● Quoted text

====================

Design a Better Football Helmet Lesson

Lesson Description:

Recently, the NFL and other sports agencies have focused on the issue of concussions. Players are often subjected to intense blows or collisions on the field of play, and the number of concussions resulting from inadequate head protection seems to be on the rise. This activity allows students to use inquiry to investigate the materials used to make sports helmets and to propose shell and cushioning material in “designing a better football helmet.” The lesson allows students to perform real scientific tests centered on a “real-world” problem. The students, in the inquiry portion of the lesson, perform impact tests on polymer samples by dropping a plumb bob from differing heights onto the samples. The tests, modeled after actual industrial testing methods, measures the toughness and brittleness of polymers that have been subjected to intense blows. Both rigidpolymer materials that may be used in the outer shell of a helmet and foamed plastics that can be used for the inner lining of the helmet are tested in the lab, and, upon lab completion, students have to put forward their recommendation of a combination of shell and lining material that might be used to create a helmet capable of protecting players better than other combinations.

Objectives:

What should the students know as a result of this lesson?

Students will….

•know the importance of safety gear (helmets) used in sports.

•explain the purpose of an impact test.

•explain that impact resistance describes how a material reacts to shock or sudden stress.

•identify the functions of the hard outer shell and the foamed inner lining of a sports helmet.

•distinguish between the structure of a helmet made for multiple collisions, such as a football helmet, and a helmet made for a single collision, such as a bike helmet.

What should the students be able to do as a result of this lesson?

Students will….

•test the ability of various polymers to resist impact (sudden blows).

•compute impact in inch-pounds or Newton-meters.

•work cooperatively.

•perform tests on materials designed to mimic actual industrial tests and collect data.

•examine and analyze data collected from the testing of polymers to determine which plastics would be most suitable for use in a helmet.

Materials Needed:

Note: We obtained our impact testing kit (all materials required for this lesson) from Educational Innovations, Inc.; 888-912-7474

  • A video clip or picture showing a football tackle or a PowerPoint or Keynote file with multimedia images and/or videos with lesson description outlined step-by-step.
  • Samples of a variety of hard plastics – cut nearly the same size - each sample labeled with the correct name.
  • Clear tube or stiff cardboard tube from a wrapping paper roll with a viewing slit cut in the side. Tube should be at least 30 inches long. Use a magic marker to mark off the tube at 6 inch intervals.
  • Plumb bob or other standard weight to be used as a dropping object.
  • String - at least 36 inches long
  • Piece of wood to set under the test area.
  • Square block
  • Safety goggles
  • Ruler or meter stick
  • Ring stand and clamp – optional 1 1/2” dia.
  • PVC coupling or small diameter jar lid
  • Lab Procedures (developed with students during discussion)

Lesson Plan (5-E model):

Engagement:

Show a short video clip, a series of clips, or a series of images using Keynote or PowerPoint of football tackles and hits in the NFL and college games in order to catch students’ attention and allow the presenter to present the lesson focus.

====================

● Data lines

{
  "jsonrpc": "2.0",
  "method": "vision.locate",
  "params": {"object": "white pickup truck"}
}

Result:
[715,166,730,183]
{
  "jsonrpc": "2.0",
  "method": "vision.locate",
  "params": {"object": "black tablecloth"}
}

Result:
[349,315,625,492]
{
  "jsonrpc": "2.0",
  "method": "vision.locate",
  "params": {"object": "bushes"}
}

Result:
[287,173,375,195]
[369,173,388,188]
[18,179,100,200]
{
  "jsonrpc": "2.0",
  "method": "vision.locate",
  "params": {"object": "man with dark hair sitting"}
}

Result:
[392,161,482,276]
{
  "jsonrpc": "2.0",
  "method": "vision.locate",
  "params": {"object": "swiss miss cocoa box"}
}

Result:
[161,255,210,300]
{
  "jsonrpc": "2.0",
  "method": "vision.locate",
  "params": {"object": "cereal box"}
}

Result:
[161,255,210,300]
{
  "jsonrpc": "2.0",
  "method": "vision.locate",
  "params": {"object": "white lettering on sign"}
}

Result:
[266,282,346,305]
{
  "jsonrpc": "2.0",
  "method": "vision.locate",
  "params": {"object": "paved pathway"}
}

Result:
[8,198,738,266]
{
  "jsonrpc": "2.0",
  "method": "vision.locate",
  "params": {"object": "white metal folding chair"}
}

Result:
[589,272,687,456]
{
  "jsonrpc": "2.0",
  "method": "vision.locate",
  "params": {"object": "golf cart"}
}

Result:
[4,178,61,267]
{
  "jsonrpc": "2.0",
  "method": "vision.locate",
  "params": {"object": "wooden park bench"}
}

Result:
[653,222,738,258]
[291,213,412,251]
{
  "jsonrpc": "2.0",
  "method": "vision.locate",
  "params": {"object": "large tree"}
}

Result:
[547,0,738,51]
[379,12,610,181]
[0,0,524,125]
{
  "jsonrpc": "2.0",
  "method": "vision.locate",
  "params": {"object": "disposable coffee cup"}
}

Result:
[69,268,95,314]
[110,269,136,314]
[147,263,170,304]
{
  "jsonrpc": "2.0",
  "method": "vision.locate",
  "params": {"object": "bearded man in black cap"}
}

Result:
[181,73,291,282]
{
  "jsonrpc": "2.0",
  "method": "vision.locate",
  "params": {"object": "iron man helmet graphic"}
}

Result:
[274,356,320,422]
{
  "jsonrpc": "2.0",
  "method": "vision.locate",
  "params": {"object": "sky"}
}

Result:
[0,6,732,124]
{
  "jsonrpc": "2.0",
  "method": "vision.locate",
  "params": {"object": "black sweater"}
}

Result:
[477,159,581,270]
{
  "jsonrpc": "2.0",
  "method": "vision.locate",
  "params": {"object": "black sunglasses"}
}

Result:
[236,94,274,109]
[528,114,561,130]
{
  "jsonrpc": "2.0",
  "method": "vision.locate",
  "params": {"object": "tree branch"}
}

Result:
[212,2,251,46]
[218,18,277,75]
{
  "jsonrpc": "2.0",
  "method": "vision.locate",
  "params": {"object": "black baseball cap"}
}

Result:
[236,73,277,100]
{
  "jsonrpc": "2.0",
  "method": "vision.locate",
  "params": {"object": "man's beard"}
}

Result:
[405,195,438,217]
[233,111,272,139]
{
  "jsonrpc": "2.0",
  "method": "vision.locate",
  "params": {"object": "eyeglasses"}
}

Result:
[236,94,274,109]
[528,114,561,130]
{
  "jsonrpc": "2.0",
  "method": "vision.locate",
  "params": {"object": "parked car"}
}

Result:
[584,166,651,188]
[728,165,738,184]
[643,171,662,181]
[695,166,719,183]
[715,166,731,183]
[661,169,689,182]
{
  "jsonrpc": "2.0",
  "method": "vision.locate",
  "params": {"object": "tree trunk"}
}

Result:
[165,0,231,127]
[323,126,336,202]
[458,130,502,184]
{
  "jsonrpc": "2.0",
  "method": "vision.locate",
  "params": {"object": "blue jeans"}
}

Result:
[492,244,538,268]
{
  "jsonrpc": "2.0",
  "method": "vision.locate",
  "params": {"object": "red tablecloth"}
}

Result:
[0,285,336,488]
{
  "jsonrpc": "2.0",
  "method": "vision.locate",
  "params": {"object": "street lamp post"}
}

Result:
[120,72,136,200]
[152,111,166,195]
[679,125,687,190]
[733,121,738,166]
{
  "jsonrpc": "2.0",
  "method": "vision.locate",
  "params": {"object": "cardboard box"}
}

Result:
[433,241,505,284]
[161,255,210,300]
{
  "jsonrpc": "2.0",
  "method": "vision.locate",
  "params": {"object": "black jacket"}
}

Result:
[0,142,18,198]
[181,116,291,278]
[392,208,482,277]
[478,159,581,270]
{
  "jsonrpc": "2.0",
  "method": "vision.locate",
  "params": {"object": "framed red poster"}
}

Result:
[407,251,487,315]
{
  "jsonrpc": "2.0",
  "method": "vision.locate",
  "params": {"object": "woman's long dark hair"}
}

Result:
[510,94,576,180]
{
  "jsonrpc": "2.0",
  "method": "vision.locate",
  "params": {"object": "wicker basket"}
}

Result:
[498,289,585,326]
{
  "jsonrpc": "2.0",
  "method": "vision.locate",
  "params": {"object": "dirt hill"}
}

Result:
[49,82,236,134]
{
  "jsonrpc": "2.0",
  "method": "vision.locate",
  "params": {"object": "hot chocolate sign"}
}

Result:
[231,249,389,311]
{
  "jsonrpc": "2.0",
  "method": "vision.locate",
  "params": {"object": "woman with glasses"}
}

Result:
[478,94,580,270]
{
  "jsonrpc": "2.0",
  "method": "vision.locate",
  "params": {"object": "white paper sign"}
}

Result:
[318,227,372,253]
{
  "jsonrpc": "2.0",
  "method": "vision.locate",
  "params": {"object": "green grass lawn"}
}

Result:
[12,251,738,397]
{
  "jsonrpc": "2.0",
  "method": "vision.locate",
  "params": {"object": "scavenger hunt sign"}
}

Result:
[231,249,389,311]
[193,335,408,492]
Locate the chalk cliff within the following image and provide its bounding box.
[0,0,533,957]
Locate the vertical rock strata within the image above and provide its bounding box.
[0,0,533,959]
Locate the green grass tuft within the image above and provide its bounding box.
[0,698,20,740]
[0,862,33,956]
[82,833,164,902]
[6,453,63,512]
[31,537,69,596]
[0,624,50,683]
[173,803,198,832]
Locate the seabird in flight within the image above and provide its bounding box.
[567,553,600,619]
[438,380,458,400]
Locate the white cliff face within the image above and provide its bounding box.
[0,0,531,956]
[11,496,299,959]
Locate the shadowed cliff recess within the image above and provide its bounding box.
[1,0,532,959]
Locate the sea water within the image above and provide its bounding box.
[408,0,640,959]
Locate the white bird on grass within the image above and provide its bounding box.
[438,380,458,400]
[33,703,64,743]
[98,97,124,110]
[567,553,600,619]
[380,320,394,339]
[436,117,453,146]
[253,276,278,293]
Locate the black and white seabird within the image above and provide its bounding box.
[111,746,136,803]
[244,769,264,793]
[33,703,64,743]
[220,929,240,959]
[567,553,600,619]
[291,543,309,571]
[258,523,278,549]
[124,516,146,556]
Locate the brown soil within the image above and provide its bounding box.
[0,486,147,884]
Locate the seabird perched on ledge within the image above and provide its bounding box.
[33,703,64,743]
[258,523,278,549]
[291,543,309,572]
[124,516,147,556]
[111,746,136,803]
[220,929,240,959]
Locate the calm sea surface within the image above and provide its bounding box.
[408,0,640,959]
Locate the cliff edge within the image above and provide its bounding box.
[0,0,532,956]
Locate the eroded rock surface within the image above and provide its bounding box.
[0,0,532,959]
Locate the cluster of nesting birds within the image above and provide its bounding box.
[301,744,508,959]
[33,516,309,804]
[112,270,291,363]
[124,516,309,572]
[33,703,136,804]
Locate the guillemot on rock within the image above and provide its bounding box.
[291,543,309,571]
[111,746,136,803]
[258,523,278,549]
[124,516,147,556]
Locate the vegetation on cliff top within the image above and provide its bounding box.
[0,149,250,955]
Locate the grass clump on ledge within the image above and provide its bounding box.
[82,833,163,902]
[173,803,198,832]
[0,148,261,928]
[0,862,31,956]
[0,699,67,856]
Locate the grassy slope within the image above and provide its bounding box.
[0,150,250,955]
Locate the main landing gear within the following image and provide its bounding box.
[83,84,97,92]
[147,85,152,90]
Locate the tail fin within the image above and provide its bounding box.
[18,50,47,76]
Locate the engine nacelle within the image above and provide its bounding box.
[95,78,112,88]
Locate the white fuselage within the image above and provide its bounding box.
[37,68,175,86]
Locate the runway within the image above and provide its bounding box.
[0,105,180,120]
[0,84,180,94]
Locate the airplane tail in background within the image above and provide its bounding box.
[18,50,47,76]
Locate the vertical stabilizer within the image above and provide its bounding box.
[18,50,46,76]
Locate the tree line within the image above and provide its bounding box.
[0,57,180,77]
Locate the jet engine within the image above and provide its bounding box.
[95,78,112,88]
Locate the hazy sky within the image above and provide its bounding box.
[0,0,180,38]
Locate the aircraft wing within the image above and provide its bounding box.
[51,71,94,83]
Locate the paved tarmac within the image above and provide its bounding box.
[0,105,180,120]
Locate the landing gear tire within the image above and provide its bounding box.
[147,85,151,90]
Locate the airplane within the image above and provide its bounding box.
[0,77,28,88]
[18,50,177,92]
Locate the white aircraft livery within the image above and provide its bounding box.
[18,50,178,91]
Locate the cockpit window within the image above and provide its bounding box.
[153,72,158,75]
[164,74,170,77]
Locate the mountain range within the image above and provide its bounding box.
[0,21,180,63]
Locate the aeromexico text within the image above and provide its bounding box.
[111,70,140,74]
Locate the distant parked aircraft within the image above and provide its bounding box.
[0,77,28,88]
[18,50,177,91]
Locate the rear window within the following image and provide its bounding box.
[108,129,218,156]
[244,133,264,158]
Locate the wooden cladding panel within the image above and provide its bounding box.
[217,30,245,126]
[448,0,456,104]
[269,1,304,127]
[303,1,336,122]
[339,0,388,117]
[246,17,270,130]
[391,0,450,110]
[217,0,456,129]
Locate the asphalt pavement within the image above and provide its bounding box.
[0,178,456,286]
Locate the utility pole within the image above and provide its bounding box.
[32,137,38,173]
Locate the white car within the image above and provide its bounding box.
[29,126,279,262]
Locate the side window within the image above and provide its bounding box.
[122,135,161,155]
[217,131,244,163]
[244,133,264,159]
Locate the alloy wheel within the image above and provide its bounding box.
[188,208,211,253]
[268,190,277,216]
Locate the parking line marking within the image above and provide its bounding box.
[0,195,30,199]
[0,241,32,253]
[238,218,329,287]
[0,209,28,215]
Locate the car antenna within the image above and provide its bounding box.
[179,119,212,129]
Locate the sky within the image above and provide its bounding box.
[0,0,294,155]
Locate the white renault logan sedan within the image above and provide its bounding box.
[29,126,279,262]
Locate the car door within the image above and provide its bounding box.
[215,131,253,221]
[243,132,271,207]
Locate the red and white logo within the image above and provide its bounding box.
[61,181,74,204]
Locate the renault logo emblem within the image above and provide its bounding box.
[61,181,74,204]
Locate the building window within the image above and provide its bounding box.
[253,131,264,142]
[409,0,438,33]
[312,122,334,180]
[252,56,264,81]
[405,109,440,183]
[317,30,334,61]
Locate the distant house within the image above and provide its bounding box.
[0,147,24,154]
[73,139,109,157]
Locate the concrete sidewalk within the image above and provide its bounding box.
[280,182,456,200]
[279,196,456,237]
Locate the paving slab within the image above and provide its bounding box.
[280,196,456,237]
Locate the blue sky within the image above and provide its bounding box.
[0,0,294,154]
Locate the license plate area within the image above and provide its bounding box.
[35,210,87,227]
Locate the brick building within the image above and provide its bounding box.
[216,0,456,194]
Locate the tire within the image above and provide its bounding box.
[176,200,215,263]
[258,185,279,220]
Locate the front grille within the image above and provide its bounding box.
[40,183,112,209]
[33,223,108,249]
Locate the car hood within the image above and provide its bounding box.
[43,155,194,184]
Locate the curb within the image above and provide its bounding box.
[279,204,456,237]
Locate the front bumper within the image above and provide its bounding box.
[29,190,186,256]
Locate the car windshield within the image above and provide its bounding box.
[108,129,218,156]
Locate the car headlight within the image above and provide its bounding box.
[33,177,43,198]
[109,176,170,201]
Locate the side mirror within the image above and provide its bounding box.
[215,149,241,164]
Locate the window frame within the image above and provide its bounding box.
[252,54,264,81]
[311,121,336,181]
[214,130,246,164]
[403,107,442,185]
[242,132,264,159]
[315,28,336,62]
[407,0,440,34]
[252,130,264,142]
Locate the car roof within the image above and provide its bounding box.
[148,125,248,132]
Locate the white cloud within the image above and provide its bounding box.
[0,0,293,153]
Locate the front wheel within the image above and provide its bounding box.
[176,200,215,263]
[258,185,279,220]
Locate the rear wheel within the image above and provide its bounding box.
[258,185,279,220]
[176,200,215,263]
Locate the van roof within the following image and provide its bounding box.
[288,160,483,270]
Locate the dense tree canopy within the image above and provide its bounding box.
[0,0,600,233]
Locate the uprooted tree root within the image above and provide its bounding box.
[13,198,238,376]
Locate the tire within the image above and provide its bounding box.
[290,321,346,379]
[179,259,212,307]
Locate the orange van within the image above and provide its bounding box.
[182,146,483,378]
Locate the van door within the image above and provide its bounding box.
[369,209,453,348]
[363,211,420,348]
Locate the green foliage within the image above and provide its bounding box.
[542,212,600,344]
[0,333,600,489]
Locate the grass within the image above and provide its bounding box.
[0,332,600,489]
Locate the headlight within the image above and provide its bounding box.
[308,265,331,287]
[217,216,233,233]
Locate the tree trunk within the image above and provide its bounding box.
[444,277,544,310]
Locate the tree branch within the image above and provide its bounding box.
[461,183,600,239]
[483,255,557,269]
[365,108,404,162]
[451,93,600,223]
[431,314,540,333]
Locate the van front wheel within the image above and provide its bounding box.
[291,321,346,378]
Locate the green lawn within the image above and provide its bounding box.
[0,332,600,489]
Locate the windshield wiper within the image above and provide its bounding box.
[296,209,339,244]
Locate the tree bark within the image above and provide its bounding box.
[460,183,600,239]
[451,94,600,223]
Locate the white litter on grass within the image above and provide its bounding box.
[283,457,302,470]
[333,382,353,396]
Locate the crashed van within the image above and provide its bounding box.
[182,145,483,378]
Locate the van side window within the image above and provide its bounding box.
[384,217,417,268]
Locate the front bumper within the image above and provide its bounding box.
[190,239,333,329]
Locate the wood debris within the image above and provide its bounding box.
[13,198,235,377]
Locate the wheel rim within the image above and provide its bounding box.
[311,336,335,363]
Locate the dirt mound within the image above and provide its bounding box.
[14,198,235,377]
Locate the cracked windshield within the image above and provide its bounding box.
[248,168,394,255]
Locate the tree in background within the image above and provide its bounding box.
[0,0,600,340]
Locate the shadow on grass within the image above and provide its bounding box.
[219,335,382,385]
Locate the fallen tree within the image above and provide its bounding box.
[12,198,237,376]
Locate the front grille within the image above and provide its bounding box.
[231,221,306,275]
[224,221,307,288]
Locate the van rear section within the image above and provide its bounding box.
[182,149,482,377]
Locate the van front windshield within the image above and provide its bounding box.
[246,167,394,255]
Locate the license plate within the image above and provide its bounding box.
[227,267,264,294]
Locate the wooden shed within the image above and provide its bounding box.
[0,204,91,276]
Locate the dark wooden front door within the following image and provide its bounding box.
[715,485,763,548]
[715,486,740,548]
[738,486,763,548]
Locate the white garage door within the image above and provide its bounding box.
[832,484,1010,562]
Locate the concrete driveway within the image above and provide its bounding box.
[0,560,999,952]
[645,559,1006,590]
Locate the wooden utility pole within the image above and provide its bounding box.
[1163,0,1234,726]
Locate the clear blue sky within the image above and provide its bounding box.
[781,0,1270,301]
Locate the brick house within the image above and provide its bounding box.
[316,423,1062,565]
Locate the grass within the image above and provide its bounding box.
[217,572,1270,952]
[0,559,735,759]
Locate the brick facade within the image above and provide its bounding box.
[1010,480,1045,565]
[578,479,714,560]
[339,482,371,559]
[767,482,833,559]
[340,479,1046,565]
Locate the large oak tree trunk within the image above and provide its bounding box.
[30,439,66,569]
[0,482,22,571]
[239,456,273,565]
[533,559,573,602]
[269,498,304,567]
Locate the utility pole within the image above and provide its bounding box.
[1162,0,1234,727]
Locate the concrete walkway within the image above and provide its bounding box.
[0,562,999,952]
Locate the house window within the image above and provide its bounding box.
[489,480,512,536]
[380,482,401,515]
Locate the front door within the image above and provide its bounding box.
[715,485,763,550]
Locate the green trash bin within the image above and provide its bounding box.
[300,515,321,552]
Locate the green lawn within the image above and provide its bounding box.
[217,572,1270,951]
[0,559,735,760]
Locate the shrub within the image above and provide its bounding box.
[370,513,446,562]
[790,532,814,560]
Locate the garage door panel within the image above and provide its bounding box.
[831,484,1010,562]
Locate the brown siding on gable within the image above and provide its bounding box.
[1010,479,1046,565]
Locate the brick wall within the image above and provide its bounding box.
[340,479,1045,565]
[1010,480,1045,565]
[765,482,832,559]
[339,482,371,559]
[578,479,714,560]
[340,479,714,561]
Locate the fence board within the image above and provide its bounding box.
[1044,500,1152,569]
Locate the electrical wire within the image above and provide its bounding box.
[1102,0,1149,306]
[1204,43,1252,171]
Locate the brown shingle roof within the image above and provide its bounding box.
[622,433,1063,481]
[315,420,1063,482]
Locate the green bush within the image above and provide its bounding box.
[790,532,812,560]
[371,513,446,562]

====================

● Things to do
1. Write out the part of the football helmet lesson from "What should the students be" to "and collect data.".
2. Rewrite the paragraph of the football helmet lesson that begins "Recently, the NFL and other sports agencies" in a shorter form that keeps its main facts.

● Task-by-task outputs
1.
What should the students be able to do as a result of this lesson?

Students will….

•test the ability of various polymers to resist impact (sudden blows).

•compute impact in inch-pounds or Newton-meters.

•work cooperatively.

•perform tests on materials designed to mimic actual industrial tests and collect data.

2. The NFL and other sports agencies have focused on concussions, which seem to be rising because of inadequate head protection against the intense blows players take. In this activity, students use inquiry to investigate the materials in sports helmets. They drop a plumb bob from differing heights onto polymer samples, in impact tests modeled after industrial methods that measure toughness and brittleness. They test both rigid shell materials and foamed lining plastics. They then recommend a shell-and-lining combination that could protect players better than other combinations.